In this week’s New and Noteworthy, mobile money is inspiring innovations in Kenya and new research points to the link between poverty and how the brain works.
- Last week Anandi Mani et al. released a study showing a link between poverty and decision-making ability based on changes in cognitive functions of Indian sugarcne farmers over a growing cycle. Two of the lead authors (Sendhil Mullainathan and Eldar Shafir) also released a book, Scarcity, which further explores the impact of poverty on mind-set and psychology.
- In The World Bank’s Development Impact Blog, David McKenzie recently explored the role of clinical equipoise in RCT development trials, that is – whether researchers have the obligation to prove the uncertainty of the expected impact of an intervention and to what degree.
- Recently a company called Kipochi launched an e-wallet service in Kenya, allowing international transfers via Bitcoins. The move has the potential to integrate M-Pesa with international services but some have concerns regarding security and regulatory issues.

◆ REQUIRED ACTION:
Answer these questions from the New and Noteworthy roundup.
(a) What is the title of the book released by Sendhil Mullainathan and Eldar Shafir?
(b) In which blog did David McKenzie explore clinical equipoise in RCT development trials?
(c) What does Kipochi's e-wallet service in Kenya allow?

Point localization entries:
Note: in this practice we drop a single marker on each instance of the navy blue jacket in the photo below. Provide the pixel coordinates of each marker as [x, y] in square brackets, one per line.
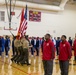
[0, 42]
[58, 43]
[70, 41]
[6, 42]
[32, 42]
[37, 43]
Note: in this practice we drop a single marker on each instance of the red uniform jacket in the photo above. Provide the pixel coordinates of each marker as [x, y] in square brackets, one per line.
[48, 50]
[74, 47]
[64, 51]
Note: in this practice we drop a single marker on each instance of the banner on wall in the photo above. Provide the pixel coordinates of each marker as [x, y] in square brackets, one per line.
[34, 16]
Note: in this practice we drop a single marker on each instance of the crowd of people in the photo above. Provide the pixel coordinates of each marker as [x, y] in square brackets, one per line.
[48, 46]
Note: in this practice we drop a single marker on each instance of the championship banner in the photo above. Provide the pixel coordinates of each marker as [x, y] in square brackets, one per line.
[34, 16]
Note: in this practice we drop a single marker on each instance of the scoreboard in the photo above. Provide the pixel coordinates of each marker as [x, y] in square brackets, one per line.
[34, 16]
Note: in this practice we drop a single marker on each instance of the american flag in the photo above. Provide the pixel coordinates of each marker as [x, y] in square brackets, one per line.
[23, 23]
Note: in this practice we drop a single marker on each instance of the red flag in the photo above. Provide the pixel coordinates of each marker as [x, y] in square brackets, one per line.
[23, 23]
[22, 18]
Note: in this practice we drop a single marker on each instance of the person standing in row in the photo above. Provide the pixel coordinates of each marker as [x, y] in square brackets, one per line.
[25, 46]
[0, 46]
[48, 55]
[70, 41]
[37, 46]
[32, 48]
[6, 45]
[74, 47]
[64, 55]
[58, 44]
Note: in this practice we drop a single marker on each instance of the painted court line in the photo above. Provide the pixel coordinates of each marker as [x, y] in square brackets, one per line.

◆ ANSWER TO THE PROBLEM:
(a) Scarcity
(b) The World Bank's Development Impact Blog
(c) International transfers via Bitcoins